Text excerpt:
━━━━━━

The Chief Executive Officer of the Petroleum Commission, Ghana’s petroleum upstream regulator, Mr. Egbert Faibille, has disclosed that as part of government’s local content agenda in the petroleum sector, the Commission is to sponsor a 10-month training course of 150 technicians at the Takoradi Technical University.
Mr Faibille made this known during an event dubbed ‘Around the World Series’ at the ongoing Offshore Technology Conference (OTC) in Houston, Texas, USA.
Mr Faibille is among a government delegation led by the Minister for Energy, Dr Matthew Opoku Prempeh. Others include senior officials of the Ministry as well as heads and senior managers of various energy sector agencies.
Tracing the background to this development, Mr Faibille stated that in the Commission’s engagements with International Oil Companies (ICOs) on local content engagements, it had emerged that there were deficiencies in the skill sets and qualifications of the mid-level technicians that the Commission sought to get engaged by the IOCs.
He stated that the Commission, under the leadership of the Ministry of Energy, was seeking to reverse this by rolling out a number of training programmes for high-end international certification for Ghanaian youth, and that in the instant case, the 150 candidates had been selected from a total of over 2,000 young Ghanaians who had been examined.
Speaking on this issue, the Public Relations Officer for the Ministry of Energy, Mr Kwasi Obeng-Fosu explained that, these candidates would, on the completion of their training, be issued City and Guilds certification and come out as process technicians, instrumentation technicians and mechanical technicians.

━━━━━━

Prompt:
Decide whether each statement below agrees with the text about the Petroleum Commission's technician training, and answer yes or no, quoting the words from the text that decide it. 1. The training course will run for 10 months. 2. The government delegation at the Offshore Technology Conference was led by Mr Faibille. 3. The 150 candidates were chosen from more than 2,000 young Ghanaians who had been examined.

━━━━━━

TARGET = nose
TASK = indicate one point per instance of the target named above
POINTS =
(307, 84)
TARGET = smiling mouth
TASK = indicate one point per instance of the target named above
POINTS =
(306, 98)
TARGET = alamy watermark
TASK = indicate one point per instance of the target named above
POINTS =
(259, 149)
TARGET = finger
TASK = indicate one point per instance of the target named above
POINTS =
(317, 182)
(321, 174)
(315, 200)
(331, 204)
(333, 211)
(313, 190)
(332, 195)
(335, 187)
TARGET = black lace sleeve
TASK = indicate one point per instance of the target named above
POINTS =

━━━━━━

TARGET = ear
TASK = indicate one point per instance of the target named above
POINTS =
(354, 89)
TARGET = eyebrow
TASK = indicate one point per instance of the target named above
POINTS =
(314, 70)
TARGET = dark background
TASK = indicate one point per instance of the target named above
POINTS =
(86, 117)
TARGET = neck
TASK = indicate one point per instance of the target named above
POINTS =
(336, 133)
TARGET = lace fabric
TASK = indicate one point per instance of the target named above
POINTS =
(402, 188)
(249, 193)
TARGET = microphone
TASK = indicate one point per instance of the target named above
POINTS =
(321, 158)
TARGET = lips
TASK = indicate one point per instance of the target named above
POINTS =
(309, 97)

━━━━━━

Your response:
1. Yes: "a 10-month training course of 150 technicians"
2. No: "a government delegation led by the Minister for Energy, Dr Matthew Opoku Prempeh"
3. Yes: "the 150 candidates had been selected from a total of over 2,000 young Ghanaians who had been examined"